### EXERCISE BRIEF:
Please write out the records again from the line containing "It was reported that the woman's hand" through the line containing "181;235;209;264", keeping the requests and raising every coordinate in the answers by 138. Give only that stretch.

# # # #

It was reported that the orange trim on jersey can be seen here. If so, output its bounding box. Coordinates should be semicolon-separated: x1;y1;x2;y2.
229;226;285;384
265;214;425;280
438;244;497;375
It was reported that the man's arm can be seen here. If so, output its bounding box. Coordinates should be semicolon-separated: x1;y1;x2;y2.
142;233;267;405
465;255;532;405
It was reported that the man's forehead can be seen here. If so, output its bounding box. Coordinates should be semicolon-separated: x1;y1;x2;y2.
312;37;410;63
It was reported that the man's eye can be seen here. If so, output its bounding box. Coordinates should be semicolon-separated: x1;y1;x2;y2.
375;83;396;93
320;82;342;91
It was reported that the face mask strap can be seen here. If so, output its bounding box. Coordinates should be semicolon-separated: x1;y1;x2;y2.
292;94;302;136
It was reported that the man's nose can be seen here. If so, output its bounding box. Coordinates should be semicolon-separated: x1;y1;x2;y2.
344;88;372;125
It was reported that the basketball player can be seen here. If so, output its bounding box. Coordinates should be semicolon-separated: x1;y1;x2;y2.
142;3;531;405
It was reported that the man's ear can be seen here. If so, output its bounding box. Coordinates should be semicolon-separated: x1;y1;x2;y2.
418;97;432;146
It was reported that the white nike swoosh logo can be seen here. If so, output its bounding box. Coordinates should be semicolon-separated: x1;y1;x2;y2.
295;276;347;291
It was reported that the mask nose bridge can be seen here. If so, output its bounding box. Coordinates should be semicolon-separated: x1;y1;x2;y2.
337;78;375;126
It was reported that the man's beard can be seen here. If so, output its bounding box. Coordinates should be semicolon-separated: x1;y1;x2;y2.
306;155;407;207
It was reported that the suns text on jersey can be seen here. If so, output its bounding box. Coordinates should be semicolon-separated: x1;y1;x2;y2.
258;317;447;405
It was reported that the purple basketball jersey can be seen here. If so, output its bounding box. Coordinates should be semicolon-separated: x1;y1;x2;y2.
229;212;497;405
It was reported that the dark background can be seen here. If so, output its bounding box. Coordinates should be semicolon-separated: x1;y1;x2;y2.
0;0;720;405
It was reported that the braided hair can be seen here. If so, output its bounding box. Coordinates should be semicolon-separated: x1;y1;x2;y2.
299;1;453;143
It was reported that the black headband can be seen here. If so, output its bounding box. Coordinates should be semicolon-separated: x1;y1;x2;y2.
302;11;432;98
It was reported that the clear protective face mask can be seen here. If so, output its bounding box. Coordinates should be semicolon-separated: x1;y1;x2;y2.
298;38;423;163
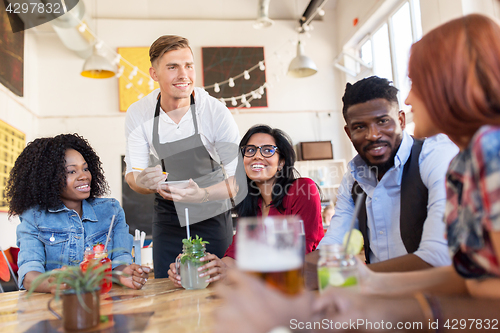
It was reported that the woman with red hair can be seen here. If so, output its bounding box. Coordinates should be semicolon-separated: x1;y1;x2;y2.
213;14;500;332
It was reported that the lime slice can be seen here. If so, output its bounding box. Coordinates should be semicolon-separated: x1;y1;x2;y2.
342;229;364;255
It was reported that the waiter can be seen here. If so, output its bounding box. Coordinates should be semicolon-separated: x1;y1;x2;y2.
125;35;246;278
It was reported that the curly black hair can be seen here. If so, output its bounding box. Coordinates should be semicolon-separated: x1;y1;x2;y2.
342;76;399;123
6;134;109;215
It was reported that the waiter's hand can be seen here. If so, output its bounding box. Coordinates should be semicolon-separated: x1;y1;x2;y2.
135;165;167;191
158;179;205;202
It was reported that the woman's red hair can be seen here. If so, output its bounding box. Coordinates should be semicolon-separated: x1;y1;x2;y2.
408;14;500;140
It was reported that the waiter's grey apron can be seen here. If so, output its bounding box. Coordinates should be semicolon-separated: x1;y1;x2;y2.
153;95;233;278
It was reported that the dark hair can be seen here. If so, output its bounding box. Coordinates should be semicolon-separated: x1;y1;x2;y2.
408;14;500;142
238;125;299;217
149;35;193;66
6;134;109;215
342;76;399;123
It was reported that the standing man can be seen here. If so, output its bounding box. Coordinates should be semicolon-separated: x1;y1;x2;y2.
125;35;246;278
319;76;458;271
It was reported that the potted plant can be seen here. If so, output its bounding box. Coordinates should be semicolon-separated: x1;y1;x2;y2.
28;255;121;330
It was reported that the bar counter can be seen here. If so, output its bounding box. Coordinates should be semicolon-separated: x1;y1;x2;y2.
0;279;221;333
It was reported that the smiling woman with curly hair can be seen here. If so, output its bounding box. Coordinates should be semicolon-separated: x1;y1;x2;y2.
7;134;149;292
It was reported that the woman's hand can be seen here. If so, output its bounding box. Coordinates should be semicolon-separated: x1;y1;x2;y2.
135;165;167;191
158;179;205;203
198;252;228;283
115;264;151;289
168;256;182;288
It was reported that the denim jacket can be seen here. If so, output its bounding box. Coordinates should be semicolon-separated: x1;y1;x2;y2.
17;198;132;288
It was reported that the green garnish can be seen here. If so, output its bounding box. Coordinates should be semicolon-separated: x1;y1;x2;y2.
181;235;209;264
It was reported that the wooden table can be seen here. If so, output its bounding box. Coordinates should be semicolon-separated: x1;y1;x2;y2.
0;279;221;333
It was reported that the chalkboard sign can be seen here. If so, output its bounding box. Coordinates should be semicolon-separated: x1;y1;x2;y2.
121;156;156;236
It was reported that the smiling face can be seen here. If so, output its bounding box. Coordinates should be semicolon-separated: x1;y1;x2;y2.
149;48;196;105
243;133;285;184
344;98;405;179
61;149;92;213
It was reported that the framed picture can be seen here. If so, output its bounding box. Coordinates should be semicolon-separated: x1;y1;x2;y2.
201;47;267;108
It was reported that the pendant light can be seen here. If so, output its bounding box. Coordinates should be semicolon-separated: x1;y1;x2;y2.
288;40;318;77
81;45;116;79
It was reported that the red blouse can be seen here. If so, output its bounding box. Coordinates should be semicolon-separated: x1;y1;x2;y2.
224;178;325;259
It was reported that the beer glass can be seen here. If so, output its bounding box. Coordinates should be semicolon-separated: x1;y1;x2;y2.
236;216;304;295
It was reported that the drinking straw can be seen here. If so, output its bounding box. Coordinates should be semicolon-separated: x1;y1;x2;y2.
104;215;115;251
345;192;366;254
184;207;191;239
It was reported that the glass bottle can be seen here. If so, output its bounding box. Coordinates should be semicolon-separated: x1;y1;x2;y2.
318;244;359;292
175;244;209;290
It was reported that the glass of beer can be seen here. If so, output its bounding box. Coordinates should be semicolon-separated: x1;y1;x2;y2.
236;216;304;295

# # # #

### FINISHED EXERCISE:
It was reported that the woman's hand can be seen here. If so, output its bounding box. Coordinates should be semicolon-separated: x1;y1;x2;y2.
273;303;305;329
296;317;343;341
336;390;366;421
253;402;289;427
306;394;320;426
It was reported that the denim jacket can be seen here. If so, output its bounding box. Coordinates should be semicolon-separated: x1;y1;x2;y2.
155;336;270;426
It was reported that the green garnish can be seen here. If so, output its bounding box. Coordinates should be semicolon-separated: x1;y1;x2;y2.
319;373;347;402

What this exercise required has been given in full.